**Task requirements**
**a)** From the 1790s archaeology text below, list each discovery recorded under the year 1790.
**b)** In the 1790s archaeology text below, write out everything from "Bones presumed to" down to "City Metropolitan Cathedral.", swapping "repairs" for "renovations".
**c)** In the 1790s archaeology text below, shorten the section headed "Excavations", which starts "1796: The Roman fort", and keep its main facts.

**Text extract**
::::
The decade of the 1790s in archaeology involved some significant events.

Explorations
 1799: Napoleon in Egypt: French troops occupy Egyptian territory. Tomb KV20 in the Valley of the Kings is located.

Excavations
 1796: The Roman fort, vicus, bridge abutments and associated remains of Hadrian's Wall are excavated at Chesters, in England.
 1798: The first recorded excavations at Stonehenge are made by William Cunnington and Richard Colt Hoare.
 Formal excavations continue at Pompeii.

Finds
 1790
 Pediment of the Roman temple at Bath, England, is discovered during work near the Roman Baths.
 Townley Discobolus and Lansdowne Heracles are discovered at Hadrian's Villa in Tivoli, Italy.
 Bones presumed to be those of English poet John Milton (d. 1674) are disinterred during repairs to the church of St Giles-without-Cripplegate in London.
 December 17 - The late post-classic Mexica Aztec sun stone is discovered during repairs to Mexico City Metropolitan Cathedral.
 1796: Summer - Ribchester Hoard and helmet found in Lancashire, England.
::::
**Data entries**
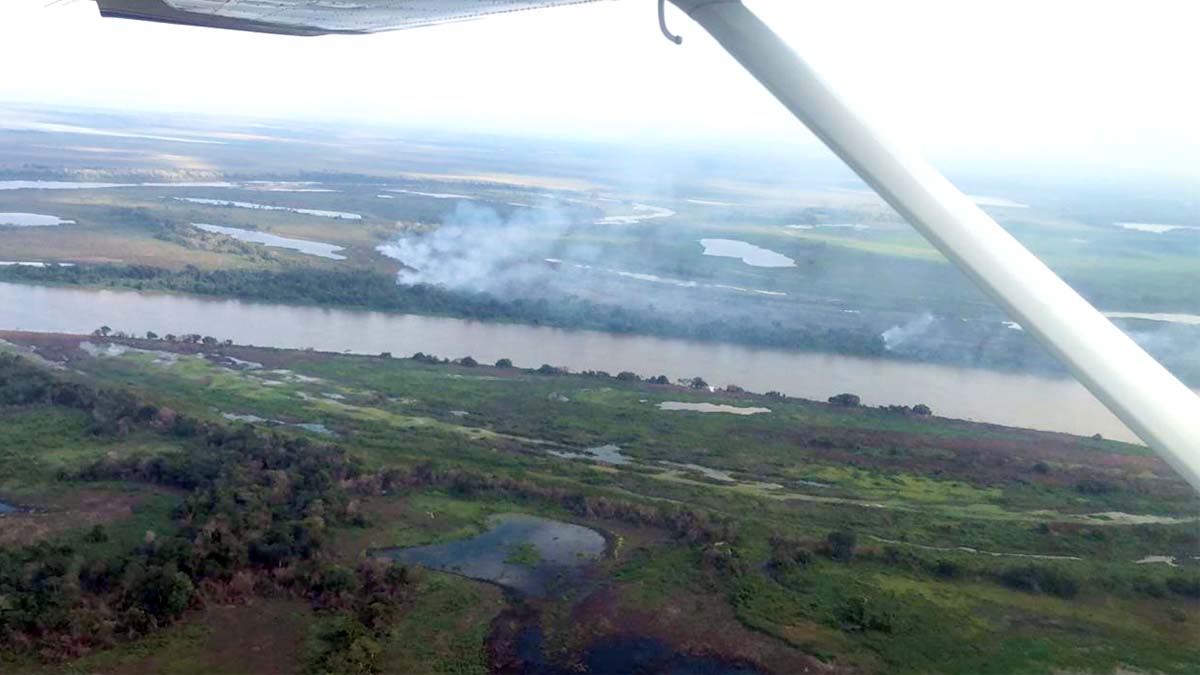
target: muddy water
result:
[0,283,1161,441]
[376,513,605,596]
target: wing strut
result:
[671,0,1200,482]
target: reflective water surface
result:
[0,283,1152,441]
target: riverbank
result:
[0,283,1156,442]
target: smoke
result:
[377,202,598,297]
[880,312,934,352]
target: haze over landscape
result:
[0,0,1200,674]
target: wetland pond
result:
[192,222,346,261]
[374,513,606,596]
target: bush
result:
[1166,574,1200,598]
[826,530,858,562]
[1075,478,1121,495]
[767,536,814,571]
[934,557,962,579]
[829,394,863,408]
[1000,565,1079,598]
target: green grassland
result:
[0,334,1200,673]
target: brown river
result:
[0,283,1152,441]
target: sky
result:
[0,0,1200,180]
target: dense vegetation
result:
[0,334,1200,673]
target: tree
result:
[829,394,863,408]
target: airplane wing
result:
[96,0,595,35]
[87,0,1200,491]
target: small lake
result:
[513,626,762,675]
[374,513,605,596]
[700,239,796,267]
[175,197,362,220]
[547,444,629,465]
[0,214,74,227]
[192,222,346,261]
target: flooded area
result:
[0,214,74,227]
[379,187,474,199]
[374,513,605,596]
[192,222,346,261]
[506,622,762,675]
[0,283,1161,442]
[546,444,630,465]
[593,204,676,225]
[659,401,770,414]
[700,239,796,267]
[175,197,362,220]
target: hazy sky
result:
[0,0,1200,177]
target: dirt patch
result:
[88,599,312,675]
[0,490,154,546]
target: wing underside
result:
[96,0,594,35]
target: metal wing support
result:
[96,0,1200,491]
[671,0,1200,491]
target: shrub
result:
[1000,565,1079,598]
[1166,574,1200,598]
[826,530,858,562]
[829,394,863,408]
[934,557,962,579]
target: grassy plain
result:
[0,334,1200,673]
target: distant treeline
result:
[0,264,884,356]
[0,353,737,673]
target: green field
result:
[0,334,1200,673]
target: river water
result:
::::
**Task-by-task outputs**
**a)**
- Pediment of the Roman temple at Bath, England
- Townley Discobolus and Lansdowne Heracles
- Bones presumed to be those of English poet John Milton
- The late post-classic Mexica Aztec sun stone

**b)**
Bones presumed to be those of English poet John Milton (d. 1674) are disinterred during renovations to the church of St Giles-without-Cripplegate in London.
 December 17 - The late post-classic Mexica Aztec sun stone is discovered during renovations to Mexico City Metropolitan Cathedral.

**c)** 1796: Hadrian's Wall remains (fort, vicus, bridge abutments) are dug at Chesters, England. 1798: William Cunnington and Richard Colt Hoare make the first recorded digs at Stonehenge. Formal digs continue at Pompeii.